***** Extract provided *****
State should consider additional Corrections reforms
During his two terms as governor of Mississippi, Haley Barbour usually couched his public ruminations over proposals to reform Mississippi’s prison system and past “get tough on crime” mandatory minimum sentencing guidelines by observing: “Mississippi needs to decade who we’re afraid of and who we’re just mad at.”
Derek Cohen, a criminologist with the conservative organization Right on Crime, honed an even sharper take on that sentiment while talking about ways to reduce the nation’s high rate of incarceration and the incredibly high costs of maintaining that many people in the nation’s prisons
Cohen said: “Prison is for people we’re scared of, not the people we’re mad at. In other words, prison is for the people that need to be incapacitated while they receive rehabilitation or while they receive their punishment.”
What prison shouldn’t be is an albatross around the necks of the taxpayers who are forced by archaic laws that don’t consider modern technologies to stack and warehouse prisoner in a manner that punishes taxpayers to a greater degree than prisoners.
Mississippi has made some important strides in bringing common sense and fiscal prudence to the operation of the state’s corrections function in recent years — and that despite a bribery and corruption scandal in the Mississippi Department of Corrections that still languishes in the federal courts.
After seeing aggressive mandatory minimum sentencing guidelines and a general “get tough on crime” attitude dictate state corrections policy for a long time, the state’s prison population swelled to the point that corrections became a crippling expense in state government that vexed state lawmakers.
***** Provided data *****
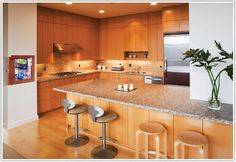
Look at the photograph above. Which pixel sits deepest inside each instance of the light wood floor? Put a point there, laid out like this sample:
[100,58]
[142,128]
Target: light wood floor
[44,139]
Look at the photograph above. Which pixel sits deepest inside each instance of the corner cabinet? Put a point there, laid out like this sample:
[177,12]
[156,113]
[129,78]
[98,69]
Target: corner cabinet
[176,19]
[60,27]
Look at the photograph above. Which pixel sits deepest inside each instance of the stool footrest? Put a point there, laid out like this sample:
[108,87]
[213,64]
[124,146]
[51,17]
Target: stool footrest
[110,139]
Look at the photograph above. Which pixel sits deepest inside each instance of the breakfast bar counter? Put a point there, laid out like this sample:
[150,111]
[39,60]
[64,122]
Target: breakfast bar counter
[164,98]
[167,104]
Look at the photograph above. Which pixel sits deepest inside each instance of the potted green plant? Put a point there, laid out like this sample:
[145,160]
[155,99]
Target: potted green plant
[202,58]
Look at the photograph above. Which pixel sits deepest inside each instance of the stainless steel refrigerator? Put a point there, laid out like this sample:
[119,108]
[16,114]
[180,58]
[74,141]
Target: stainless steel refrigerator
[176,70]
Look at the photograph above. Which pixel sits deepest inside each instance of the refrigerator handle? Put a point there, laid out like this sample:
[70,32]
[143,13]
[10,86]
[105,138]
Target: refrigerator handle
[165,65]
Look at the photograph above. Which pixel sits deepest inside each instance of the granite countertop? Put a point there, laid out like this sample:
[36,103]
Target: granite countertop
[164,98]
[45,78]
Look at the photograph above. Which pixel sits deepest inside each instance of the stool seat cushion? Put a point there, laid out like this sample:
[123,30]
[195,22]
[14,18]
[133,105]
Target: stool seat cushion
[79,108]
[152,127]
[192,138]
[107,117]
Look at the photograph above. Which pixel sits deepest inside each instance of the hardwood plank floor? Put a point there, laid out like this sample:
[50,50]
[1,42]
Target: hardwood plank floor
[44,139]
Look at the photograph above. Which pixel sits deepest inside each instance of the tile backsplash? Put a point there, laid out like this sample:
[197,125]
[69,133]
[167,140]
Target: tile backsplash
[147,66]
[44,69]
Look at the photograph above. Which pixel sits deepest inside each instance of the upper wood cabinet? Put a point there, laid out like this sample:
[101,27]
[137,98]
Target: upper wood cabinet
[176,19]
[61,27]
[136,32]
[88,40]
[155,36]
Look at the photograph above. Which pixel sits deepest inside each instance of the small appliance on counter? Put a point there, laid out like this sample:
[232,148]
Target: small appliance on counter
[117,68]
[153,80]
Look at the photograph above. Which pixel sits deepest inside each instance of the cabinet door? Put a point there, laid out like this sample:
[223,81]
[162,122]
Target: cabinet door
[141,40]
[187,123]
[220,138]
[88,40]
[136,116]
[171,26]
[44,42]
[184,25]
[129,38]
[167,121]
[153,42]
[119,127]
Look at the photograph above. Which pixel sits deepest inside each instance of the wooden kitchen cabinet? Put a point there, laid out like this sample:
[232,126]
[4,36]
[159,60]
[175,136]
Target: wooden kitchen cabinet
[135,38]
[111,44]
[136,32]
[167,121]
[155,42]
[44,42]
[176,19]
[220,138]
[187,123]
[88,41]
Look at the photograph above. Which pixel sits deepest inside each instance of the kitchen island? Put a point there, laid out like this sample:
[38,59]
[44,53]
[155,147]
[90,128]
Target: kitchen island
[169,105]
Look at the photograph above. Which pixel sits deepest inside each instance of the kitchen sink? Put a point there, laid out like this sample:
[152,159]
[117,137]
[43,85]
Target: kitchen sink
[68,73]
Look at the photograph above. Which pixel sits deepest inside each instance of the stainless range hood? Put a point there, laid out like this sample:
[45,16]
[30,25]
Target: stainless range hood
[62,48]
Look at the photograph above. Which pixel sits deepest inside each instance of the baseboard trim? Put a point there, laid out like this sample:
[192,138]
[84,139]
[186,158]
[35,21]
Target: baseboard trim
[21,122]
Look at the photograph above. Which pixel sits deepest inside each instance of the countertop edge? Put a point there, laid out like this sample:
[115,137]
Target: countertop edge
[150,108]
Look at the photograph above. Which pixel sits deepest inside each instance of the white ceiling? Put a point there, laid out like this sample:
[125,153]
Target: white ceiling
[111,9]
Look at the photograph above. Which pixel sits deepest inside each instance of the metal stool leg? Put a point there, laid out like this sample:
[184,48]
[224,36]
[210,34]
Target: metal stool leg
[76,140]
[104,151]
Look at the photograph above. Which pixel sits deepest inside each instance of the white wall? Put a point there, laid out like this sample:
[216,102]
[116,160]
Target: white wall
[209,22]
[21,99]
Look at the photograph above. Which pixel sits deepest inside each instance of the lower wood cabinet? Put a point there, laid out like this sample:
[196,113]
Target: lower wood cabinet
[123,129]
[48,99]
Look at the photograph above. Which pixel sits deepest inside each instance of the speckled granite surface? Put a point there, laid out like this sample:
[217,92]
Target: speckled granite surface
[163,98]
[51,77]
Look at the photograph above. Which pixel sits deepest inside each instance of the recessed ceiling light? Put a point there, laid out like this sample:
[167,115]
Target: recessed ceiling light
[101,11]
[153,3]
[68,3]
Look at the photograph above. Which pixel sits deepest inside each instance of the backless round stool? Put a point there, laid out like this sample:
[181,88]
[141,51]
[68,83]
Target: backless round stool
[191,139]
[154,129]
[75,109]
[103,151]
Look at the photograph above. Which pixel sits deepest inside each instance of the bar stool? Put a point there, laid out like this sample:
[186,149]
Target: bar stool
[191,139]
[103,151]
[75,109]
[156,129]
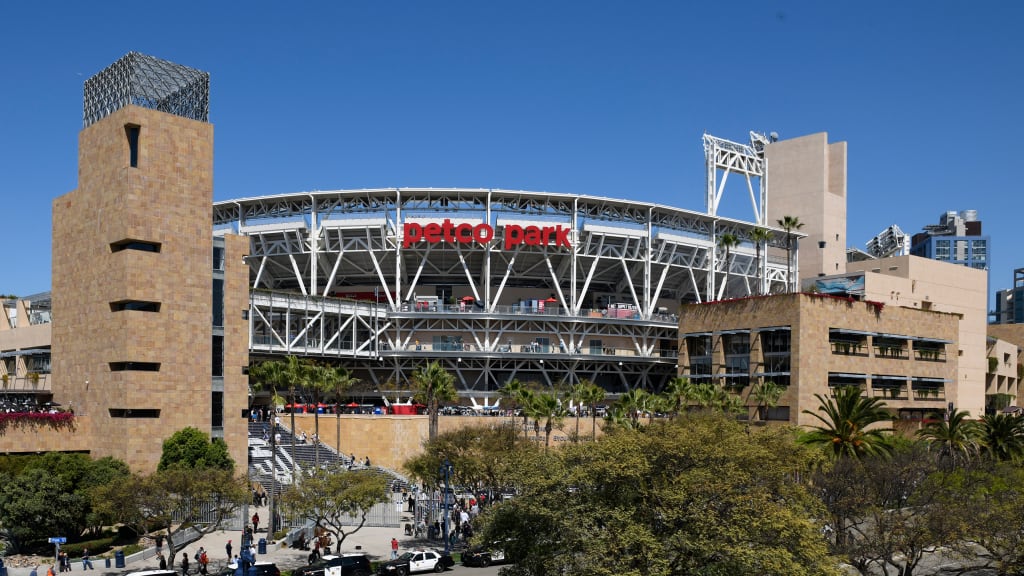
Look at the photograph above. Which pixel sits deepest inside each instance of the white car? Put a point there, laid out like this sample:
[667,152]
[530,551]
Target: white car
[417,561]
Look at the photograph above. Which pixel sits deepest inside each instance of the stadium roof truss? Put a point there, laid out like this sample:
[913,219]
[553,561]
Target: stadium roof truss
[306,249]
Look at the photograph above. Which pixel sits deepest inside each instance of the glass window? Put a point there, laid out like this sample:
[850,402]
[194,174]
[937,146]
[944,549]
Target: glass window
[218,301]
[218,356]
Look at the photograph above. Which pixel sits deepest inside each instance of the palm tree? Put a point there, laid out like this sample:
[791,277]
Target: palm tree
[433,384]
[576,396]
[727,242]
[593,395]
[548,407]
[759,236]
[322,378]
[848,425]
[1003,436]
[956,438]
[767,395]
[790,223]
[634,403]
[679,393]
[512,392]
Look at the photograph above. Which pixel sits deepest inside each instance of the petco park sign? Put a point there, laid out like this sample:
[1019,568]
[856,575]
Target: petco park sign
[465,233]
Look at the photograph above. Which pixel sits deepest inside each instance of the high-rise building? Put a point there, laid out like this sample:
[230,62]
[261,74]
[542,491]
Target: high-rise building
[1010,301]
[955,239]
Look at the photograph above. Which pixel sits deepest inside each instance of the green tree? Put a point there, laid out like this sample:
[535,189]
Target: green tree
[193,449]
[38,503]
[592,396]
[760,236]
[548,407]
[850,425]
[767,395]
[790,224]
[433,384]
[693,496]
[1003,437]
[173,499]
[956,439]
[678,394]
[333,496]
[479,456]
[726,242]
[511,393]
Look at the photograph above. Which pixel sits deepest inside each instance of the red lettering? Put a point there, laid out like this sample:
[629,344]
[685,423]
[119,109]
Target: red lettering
*****
Given exercise: Carry the Mississippi corrections editorial forward from its last sentence. The records have nothing to do with the Mississippi corrections editorial.

Response to the task:
In 2014, Gov. Phil Bryant signed prison sentence reform legislation that supporters claimed could save Mississippi some $266 million over the next decade. House Bill 585 required those convicted of violent offenses to serve at least 50 percent of their sentences, while those convicted of nonviolent offenses would serve at least 25 percent before being eligible for parole.
In short, the state’s rising prison population finally put state government in the mode of reducing the number of inmates housed in the custody of MDOC. From the perspective of an agency struggling with budget issues after the revelation of the stunning public corruption conducted by former MDOC commissioner Chris Epps, Mississippi joined other states in commencing a downsizing driven primarily by budgetary concerns. Leading up to the 2014 reforms, Mississippi was simply warehousing too many non-violent offenders for unreasonable periods of time and the taxpayers were getting hammered over the rising costs.
What impact did those “truth-in-sentencing” laws have? Mississippi’s prison population soared from 12,292 at the end of the 1995 fiscal year to 31,031 at the end of the 2005 fiscal year. The 2014 reforms dropped the state’s prison population down to less than 19,000. That’s good public policy that doesn’t sacrifice public safety.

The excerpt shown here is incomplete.